Если б в песни было рассказано, что Гудрун убила своего мужа за то, что он погубил ее братьев, и только, эффект, несомненно, был бы меньшим, но предварительное умерщвление ею собственных детей, скармливание их мяса мужу, пожар, уничтожающий гуннские палаты вместе со всеми их обитателями, — все это акты, сами по себе не обязательные для осуществления мести, но превращающие ее в нечто грандиозное и неповторимое. Вспомним поспешность, с какой едут Гуннар и Хёгни во владения Атли, и яростную греблю на том же пути, особо отмеченную в «Речах Атли», — в этих сценах выражается героическая решимость идти навстречу смерти при ясном сознании, что возврата из гуннской державы нет и быть не может. «Добровольно завершить свою славную жизнь, — как сказано в «Перечне Инглингов», — самая благая судьба для знатного»! Смерть героя завершает его подвиг. Вот эта «избыточность» актов, совершаемых героем, исключительность его поведения, и есть, судя по всему, главное в героической песни. Не смерть сама по себе, но чудовищность ее обстоятельств, необычность последствий ее, саморазрушение, к которому стремится, влечется герой или героиня, полное их пренебрежение смертью должны были более всего потрясать аудиторию.
Справедливо отмечая противоположность жизненных установок героев германских песней фатализму, превращающему человека в безвольное орудие безличной судьбы, некоторые ученые склонны подчеркивать их свободу: герой добровольно включается в цепь роковых событий, для того чтобы остаться верным своему «я» и собственному закону, он приемлет судьбу. Совершая ужасное, неслыханное, он не страшится ответственности, не сваливает вину на божество или фатум — он действует в одиночестве. «Трагика свободы — закон существования гер-майского героического сознания», — говорит О. Хёфлер25. Но в свободе имплицируется возможность выбора, приятие судьбы предполагает разграничение между нею и человеком, который идет ей навстречу. Древнегреческий герой и судьба не совпадают: он может покориться этой над ним возвышающейся силе, либо попытаться бежать от нее, либо мужественно ее принять, вступить с нею в единоборство и пасть под ее ударами — между ним и судьбой существует дистанция, и образуемое ею «этическое пространство» оставляет возможность выбора, волеизъявления, а потому порождает и трагичность коллизии.
Так ли обстоит дело в героической поэзии и преданиях германских народов? Приведенный материал скорее побуждает склониться к иному предположению. Действия героя кажутся свободными потому, что он не отделен от своей судьбы, они едины, судьба выражает внеличную сторону индивида, и его поступки только раскрывают содержание судьбы. Вспомним, что ссылки на судьбу, с которой невозможно тягаться, на приговор норн или вмешательство дис, по-видимому, не принадлежат к древнейшему пласту эддических песней, они вторичны и представляют собой попытку объяснения происходящего в песнях, предпринятую, видимо, на той стадии, когда изначальный смысл жутких деяний героев был уже непонятен.

____________________

#### Задания и упражнения
- 1) Какая судьба, согласно «Перечню Инглингов», приведенному в тексте о германской героической поэзии, названа самой благой для знатного?
- 2) Продолжите текст о героической поэзии германских народов с того места, где он обрывается.

[Записи данных]

____________________

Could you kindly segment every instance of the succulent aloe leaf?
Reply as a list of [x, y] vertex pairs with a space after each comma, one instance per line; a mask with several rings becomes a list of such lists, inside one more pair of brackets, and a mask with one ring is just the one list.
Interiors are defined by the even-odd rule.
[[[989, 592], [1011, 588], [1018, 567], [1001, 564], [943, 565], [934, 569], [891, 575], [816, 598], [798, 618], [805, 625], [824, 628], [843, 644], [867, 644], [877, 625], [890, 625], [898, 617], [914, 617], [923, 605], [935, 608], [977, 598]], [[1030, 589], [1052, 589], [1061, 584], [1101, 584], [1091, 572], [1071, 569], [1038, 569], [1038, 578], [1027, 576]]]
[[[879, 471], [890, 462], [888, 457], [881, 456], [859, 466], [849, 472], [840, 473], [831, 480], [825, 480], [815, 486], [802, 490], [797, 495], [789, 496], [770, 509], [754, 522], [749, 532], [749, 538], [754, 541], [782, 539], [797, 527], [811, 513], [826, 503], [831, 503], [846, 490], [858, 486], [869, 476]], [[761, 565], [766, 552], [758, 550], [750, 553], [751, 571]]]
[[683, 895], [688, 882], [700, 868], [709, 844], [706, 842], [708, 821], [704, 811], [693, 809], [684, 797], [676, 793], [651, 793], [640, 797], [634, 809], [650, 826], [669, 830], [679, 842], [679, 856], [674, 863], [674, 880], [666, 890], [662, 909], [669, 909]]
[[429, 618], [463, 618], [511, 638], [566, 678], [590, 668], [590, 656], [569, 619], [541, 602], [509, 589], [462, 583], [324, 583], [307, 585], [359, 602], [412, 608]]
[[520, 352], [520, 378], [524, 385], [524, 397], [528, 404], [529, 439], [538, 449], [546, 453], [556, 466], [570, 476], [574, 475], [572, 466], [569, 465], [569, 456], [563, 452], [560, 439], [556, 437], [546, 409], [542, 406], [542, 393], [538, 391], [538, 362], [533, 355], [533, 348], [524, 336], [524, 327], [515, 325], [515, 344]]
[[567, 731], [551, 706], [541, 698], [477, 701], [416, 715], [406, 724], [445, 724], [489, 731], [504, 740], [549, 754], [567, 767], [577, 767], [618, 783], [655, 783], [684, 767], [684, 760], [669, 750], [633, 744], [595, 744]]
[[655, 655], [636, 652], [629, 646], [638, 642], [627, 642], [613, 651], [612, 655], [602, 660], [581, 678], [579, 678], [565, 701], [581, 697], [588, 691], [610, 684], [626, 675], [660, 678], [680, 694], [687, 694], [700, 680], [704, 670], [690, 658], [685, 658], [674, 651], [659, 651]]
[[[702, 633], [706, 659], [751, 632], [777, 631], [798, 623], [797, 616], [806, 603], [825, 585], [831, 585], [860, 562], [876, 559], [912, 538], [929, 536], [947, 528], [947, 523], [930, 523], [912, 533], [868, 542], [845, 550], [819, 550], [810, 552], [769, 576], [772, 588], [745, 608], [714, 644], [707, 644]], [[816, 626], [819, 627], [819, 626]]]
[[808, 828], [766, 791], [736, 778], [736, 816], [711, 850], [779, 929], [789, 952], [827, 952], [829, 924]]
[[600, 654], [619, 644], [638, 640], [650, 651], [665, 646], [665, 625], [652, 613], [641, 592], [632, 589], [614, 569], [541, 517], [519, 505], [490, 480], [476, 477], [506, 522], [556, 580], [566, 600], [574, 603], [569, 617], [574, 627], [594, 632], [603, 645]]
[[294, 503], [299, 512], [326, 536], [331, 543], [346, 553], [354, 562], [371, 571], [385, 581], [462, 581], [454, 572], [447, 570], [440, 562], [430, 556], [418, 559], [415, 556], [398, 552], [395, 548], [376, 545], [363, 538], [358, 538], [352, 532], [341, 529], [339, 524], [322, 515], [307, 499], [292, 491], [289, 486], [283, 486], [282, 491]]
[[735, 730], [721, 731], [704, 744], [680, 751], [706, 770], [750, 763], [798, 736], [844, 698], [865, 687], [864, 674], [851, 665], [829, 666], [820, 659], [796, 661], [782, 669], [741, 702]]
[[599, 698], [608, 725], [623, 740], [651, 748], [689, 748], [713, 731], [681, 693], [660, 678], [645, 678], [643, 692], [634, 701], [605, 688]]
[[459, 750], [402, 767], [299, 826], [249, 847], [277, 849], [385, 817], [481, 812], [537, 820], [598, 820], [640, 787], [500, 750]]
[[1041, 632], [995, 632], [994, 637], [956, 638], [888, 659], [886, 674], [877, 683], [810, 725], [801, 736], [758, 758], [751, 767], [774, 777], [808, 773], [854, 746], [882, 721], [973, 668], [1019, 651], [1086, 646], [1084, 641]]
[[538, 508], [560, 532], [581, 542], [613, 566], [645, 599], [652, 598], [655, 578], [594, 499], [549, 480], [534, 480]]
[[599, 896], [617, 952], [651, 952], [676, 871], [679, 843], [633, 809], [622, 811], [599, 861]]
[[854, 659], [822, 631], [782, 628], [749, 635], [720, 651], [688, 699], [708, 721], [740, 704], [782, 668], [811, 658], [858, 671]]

____________________

#### Ответы к заданиям
- 1) Добровольно завершить свою славную жизнь.

- 2)
Для архаического слоя «эддического сознания» показательны цитированные выше слова «Песни об Атли»: раздавая сокровища и готовясь к сожжению Атли, Гудрун «выращивала», «вскармливала» свою судьбу. Термин scöp, здесь примененный, толкуется как «безличная судьба», но коренится она в Гудрун. Судьба имеет столь же вне-личный характер, как и самая личность в песнях о героях! То, что Гудрун кровавыми деяниями «вскармливает» судьбу, в контексте, где приведены эти слова, нетрудно понять и в прямом смысле. Она уже умертвила сыновей, позади и страшный «Атреев» пир Атли; теперь она готовит убийство Атли и завершающий всю эту кровавую тризну пожар, в котором погибнет (по предполагаемой ранней версии предания) и она сама. Героини-мстительницы, утолив свою месть, предают себя смерти в огне, смерти, которая, видимо, имеет смысл самозаклания. Не правильнее ли всего истолковать акты, совершаемые Гудрун, как жертвоприношение? Et поступки, чудовищные с точки зрения отношений между людьми, становятся логичными и объяснимыми, если воспринимать их как фрагменты архаиче кого обряда, жертвенного ритуала16.
Разве не видно из «Песни об Атли», что Гуннар, собственно, не попадает в западню, расставленную для него гуннским королем, а сознательно идет навстречу смерти? Описание возглавляемой Атли торжественной процессии, сопровождающей связанного Гуннара в змеиный ров, как и игра обреченного на гибель Гуннара на арфе (вряд ли его песнь из могилы, т.е. уже из другого мира, была «вестью», посылаемой сестре и исторгающей слезы и стоны у слышавших, как она перетолкована в «Речах Атли», — скорее Гуннар участвует в ритуале собственного заклания), — не указывают ли они на жертвенный обряд? Но и требование Гуннара вырезать сердце из груди брата приобрело бы смысл, если его рассматривать в качестве элемента обряда жертвоприношения или инициации. Убийство Ирингом Ирминфрида, о котором с удивлением и непониманием повествует Видукинд, также лишено всякого практического смысла — ведь его король уже потерпел поражение и безвреден для франкского государя; не есть ли и этот акт умерщвления короля, поверженного к ногам победителя, фрагмент ритуального жертвоприношения пленника, осколок обряда, уже забытого к моменту записи рассказа хронистом и утратившего связь с целым, а потому получившего у Видукинда новую мотивировку?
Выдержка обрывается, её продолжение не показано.